-------- Material shown --------
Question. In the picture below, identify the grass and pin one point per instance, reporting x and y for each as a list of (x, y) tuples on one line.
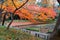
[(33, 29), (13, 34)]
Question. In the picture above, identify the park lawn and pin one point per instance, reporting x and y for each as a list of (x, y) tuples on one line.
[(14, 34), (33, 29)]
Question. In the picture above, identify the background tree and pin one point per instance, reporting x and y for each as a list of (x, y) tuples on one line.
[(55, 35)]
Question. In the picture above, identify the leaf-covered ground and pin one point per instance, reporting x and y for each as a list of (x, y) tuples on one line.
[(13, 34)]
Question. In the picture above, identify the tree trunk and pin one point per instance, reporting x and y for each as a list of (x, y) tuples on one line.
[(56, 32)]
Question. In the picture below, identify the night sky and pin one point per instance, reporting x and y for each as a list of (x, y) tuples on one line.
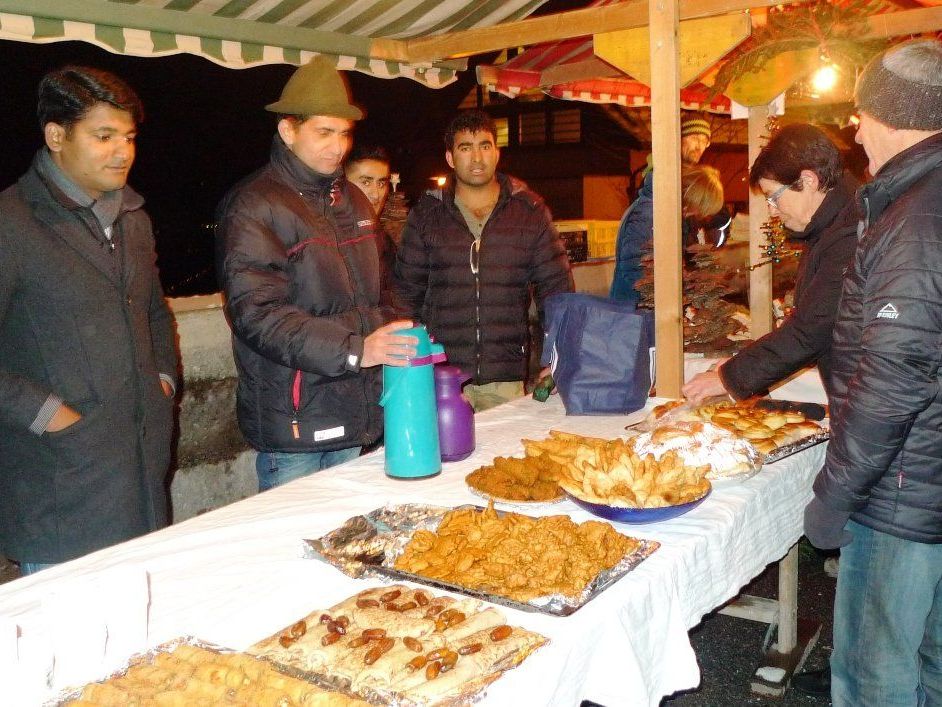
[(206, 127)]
--------
Task to carry out.
Only exact copies are wanted here. Write out the lines from the one containing "Question. In the picture above, identify the leaf-covered" through the end of the material and no others, omitting all pictures.

Task answer.
Question. In the picture above, identify the leaf-covered ground and pin one point per instance, reporting x and y for each as a list of (x, y) tuples on one line.
[(13, 34)]
Question. In the picture above, identify the tree trunk and pin one point per instance, reporting x and y for each as a list of (x, y) tuples on one line.
[(56, 32)]
Question. In the picture below, identify the night sky and pin one point per instance, reporting x and y for each as a list of (x, y) tuples on one line.
[(206, 127)]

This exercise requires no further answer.